# [Exercise]
Reproduce each line of the listing exactly.

[Supplied data start]

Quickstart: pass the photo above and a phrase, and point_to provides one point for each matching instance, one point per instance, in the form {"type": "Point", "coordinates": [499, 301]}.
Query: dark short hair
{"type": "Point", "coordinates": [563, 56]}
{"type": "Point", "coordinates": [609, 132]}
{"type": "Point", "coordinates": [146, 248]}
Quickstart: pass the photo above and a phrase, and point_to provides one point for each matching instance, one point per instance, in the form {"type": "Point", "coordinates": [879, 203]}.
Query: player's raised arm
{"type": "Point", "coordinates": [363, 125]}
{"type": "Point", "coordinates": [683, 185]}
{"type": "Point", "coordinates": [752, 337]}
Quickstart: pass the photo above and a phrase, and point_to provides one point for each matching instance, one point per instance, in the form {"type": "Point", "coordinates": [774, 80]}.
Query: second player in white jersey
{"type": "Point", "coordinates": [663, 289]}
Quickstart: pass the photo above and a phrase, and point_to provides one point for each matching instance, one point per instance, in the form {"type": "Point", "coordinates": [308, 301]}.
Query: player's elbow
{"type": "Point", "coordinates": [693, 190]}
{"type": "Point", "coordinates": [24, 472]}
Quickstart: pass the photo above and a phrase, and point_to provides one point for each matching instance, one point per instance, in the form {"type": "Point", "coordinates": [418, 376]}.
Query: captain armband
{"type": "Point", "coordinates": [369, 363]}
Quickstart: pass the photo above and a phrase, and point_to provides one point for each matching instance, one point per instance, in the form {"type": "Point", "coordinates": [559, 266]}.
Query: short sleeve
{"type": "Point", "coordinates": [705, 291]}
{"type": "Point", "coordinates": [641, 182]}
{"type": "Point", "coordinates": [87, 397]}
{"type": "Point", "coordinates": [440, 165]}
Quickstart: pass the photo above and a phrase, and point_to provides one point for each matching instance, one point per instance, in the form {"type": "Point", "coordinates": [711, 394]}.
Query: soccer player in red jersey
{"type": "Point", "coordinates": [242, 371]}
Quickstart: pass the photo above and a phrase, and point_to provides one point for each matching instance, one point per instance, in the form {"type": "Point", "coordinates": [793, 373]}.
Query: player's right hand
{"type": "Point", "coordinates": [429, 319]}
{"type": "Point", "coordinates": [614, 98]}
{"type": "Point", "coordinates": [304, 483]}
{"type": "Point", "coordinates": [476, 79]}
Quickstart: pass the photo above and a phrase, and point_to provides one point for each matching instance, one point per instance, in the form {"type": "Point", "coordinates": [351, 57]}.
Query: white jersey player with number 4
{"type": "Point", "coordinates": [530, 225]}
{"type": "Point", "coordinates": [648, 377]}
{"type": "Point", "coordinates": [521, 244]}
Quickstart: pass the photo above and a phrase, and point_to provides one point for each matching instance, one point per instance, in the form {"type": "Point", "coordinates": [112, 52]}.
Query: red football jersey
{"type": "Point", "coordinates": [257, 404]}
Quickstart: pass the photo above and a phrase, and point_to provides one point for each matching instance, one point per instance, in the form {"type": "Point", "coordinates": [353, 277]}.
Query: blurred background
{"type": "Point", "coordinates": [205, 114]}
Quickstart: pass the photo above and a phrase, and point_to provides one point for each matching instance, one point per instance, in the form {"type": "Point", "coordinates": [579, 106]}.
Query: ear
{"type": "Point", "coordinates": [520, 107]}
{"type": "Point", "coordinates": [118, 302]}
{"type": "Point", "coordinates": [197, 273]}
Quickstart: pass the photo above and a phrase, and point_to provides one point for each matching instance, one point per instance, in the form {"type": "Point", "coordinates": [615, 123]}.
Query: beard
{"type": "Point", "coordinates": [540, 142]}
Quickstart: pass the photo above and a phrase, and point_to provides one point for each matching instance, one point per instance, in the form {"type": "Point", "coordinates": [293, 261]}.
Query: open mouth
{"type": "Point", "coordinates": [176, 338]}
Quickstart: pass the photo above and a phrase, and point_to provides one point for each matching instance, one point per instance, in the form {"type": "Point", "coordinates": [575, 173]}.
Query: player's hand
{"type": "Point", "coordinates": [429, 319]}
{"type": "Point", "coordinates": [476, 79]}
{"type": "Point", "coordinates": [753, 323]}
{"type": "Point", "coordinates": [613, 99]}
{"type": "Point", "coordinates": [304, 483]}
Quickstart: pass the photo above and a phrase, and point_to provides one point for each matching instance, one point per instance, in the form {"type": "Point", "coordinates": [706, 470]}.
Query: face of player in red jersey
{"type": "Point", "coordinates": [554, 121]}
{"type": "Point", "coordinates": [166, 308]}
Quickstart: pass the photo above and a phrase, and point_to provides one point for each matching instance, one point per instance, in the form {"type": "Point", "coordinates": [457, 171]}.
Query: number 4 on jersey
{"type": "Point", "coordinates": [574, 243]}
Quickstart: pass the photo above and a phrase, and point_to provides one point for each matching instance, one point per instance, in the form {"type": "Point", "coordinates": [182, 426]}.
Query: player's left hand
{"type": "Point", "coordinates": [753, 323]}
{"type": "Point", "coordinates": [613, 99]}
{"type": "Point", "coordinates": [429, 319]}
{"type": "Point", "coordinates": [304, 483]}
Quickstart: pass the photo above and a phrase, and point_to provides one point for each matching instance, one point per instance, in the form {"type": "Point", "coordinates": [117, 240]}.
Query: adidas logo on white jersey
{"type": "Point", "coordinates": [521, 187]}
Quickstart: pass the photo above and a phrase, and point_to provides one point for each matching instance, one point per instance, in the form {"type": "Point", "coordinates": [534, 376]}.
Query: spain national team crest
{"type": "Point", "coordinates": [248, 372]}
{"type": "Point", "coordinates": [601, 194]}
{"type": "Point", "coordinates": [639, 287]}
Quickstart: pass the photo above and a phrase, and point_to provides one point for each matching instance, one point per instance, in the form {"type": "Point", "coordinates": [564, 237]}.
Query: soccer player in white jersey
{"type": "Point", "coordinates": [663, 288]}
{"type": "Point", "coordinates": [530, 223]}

[Supplied data end]

# [Result below]
Quickstart: pass the photo above and a phrase, and point_to provides one point for each matching instance, one point per instance, in the form {"type": "Point", "coordinates": [499, 301]}.
Query: dark short hair
{"type": "Point", "coordinates": [563, 56]}
{"type": "Point", "coordinates": [609, 132]}
{"type": "Point", "coordinates": [146, 248]}
Quickstart: pass the photo above and a phrase, and point_to provides one point for each matching instance, one point per instance, in the form {"type": "Point", "coordinates": [879, 203]}.
Query: player's raised arm
{"type": "Point", "coordinates": [363, 125]}
{"type": "Point", "coordinates": [683, 185]}
{"type": "Point", "coordinates": [752, 337]}
Quickstart: pass the photo above and a phrase, and point_to provides one point for each matching instance, one point per instance, in the form {"type": "Point", "coordinates": [774, 80]}.
Query: second player in white jersey
{"type": "Point", "coordinates": [663, 289]}
Quickstart: pass the photo above and a phrase, and point_to provides one point for each matching instance, one point per instance, in the form {"type": "Point", "coordinates": [308, 301]}.
Query: player's elbow
{"type": "Point", "coordinates": [693, 190]}
{"type": "Point", "coordinates": [24, 472]}
Quickstart: pass the photo above and a phrase, and point_to provides one point for each matching instance, one point per instance, in the form {"type": "Point", "coordinates": [418, 376]}.
Query: captain armband
{"type": "Point", "coordinates": [369, 363]}
Quickstart: pass the photo above and a phrase, and point_to provides one point for each matching instance, one point per instance, in the form {"type": "Point", "coordinates": [559, 266]}.
Query: short sleeve
{"type": "Point", "coordinates": [705, 291]}
{"type": "Point", "coordinates": [641, 182]}
{"type": "Point", "coordinates": [87, 397]}
{"type": "Point", "coordinates": [440, 165]}
Quickstart: pass the photo above and a phrase, and point_to provides one point for each matching instance, one point per instance, in the form {"type": "Point", "coordinates": [711, 394]}.
Query: soccer player in red jersey
{"type": "Point", "coordinates": [242, 371]}
Quickstart: pass the photo above and a phrase, and point_to provides one point for each matching instance, one point per instance, in the form {"type": "Point", "coordinates": [793, 373]}.
Query: player's right hand
{"type": "Point", "coordinates": [429, 319]}
{"type": "Point", "coordinates": [614, 98]}
{"type": "Point", "coordinates": [304, 483]}
{"type": "Point", "coordinates": [476, 79]}
Quickstart: pass the photo above and a phrase, and point_to provides one point for each matching instance, one point per instance, in the form {"type": "Point", "coordinates": [351, 57]}.
Query: white jersey player with number 4
{"type": "Point", "coordinates": [530, 225]}
{"type": "Point", "coordinates": [648, 377]}
{"type": "Point", "coordinates": [521, 244]}
Quickstart: pass the photo above and a phrase, and point_to provides one point for each matching instance, one point per instance, in the form {"type": "Point", "coordinates": [112, 52]}.
Query: red football jersey
{"type": "Point", "coordinates": [257, 404]}
Quickstart: pass the photo above and a phrase, and point_to provides one point for each matching instance, one point per instance, in the form {"type": "Point", "coordinates": [353, 277]}.
Query: blurred background
{"type": "Point", "coordinates": [205, 114]}
Quickstart: pass the photo above and a phrase, and point_to provides one point for each matching instance, one point per instance, in the form {"type": "Point", "coordinates": [579, 106]}.
Query: ear
{"type": "Point", "coordinates": [520, 107]}
{"type": "Point", "coordinates": [118, 302]}
{"type": "Point", "coordinates": [197, 273]}
Quickstart: pass the photo above and a phrase, and point_to provides one point for each matching instance, one point per instance, in the form {"type": "Point", "coordinates": [615, 123]}.
Query: beard
{"type": "Point", "coordinates": [540, 142]}
Quickstart: pass the photo above and a phrase, and point_to provides one point for each matching instance, one point per instance, in the form {"type": "Point", "coordinates": [293, 261]}.
Query: open mouth
{"type": "Point", "coordinates": [176, 338]}
Quickstart: pass the photo above and a phrase, and point_to provides one point for each matching instance, one point per instance, in the form {"type": "Point", "coordinates": [575, 173]}.
Query: player's hand
{"type": "Point", "coordinates": [429, 319]}
{"type": "Point", "coordinates": [476, 79]}
{"type": "Point", "coordinates": [753, 323]}
{"type": "Point", "coordinates": [613, 99]}
{"type": "Point", "coordinates": [304, 483]}
Quickstart: pass the photo above and a phrase, and point_to provides one point for each matching instance, one point per instance, in the form {"type": "Point", "coordinates": [706, 470]}.
Query: face of player in red jersey
{"type": "Point", "coordinates": [554, 121]}
{"type": "Point", "coordinates": [166, 308]}
Quickstart: pass the photo above and a phrase, and point_to provides one point for each matching instance, one point per instance, in the form {"type": "Point", "coordinates": [457, 171]}.
Query: number 4 on jersey
{"type": "Point", "coordinates": [574, 243]}
Quickstart: pass the photo above and a phrase, and point_to provides one point for each matching instance, one point per instance, in the form {"type": "Point", "coordinates": [182, 426]}.
Query: player's left hand
{"type": "Point", "coordinates": [753, 323]}
{"type": "Point", "coordinates": [613, 99]}
{"type": "Point", "coordinates": [429, 319]}
{"type": "Point", "coordinates": [304, 483]}
Quickstart: pass the photo above and a phrase, and point_to provides one point for each matching instance, one point per instance, in the form {"type": "Point", "coordinates": [117, 240]}.
Query: adidas logo on white jersey
{"type": "Point", "coordinates": [521, 187]}
Quickstart: pass the photo above and a phrase, and point_to provides one point for each matching instance, one point per instance, in the form {"type": "Point", "coordinates": [534, 376]}.
Query: spain national team crest
{"type": "Point", "coordinates": [248, 372]}
{"type": "Point", "coordinates": [601, 194]}
{"type": "Point", "coordinates": [639, 287]}
Quickstart: pass the photo above and a phrase, and point_to provides one point for each matching instance, one point per instance, in the form {"type": "Point", "coordinates": [564, 237]}.
Query: soccer player in white jersey
{"type": "Point", "coordinates": [663, 288]}
{"type": "Point", "coordinates": [530, 223]}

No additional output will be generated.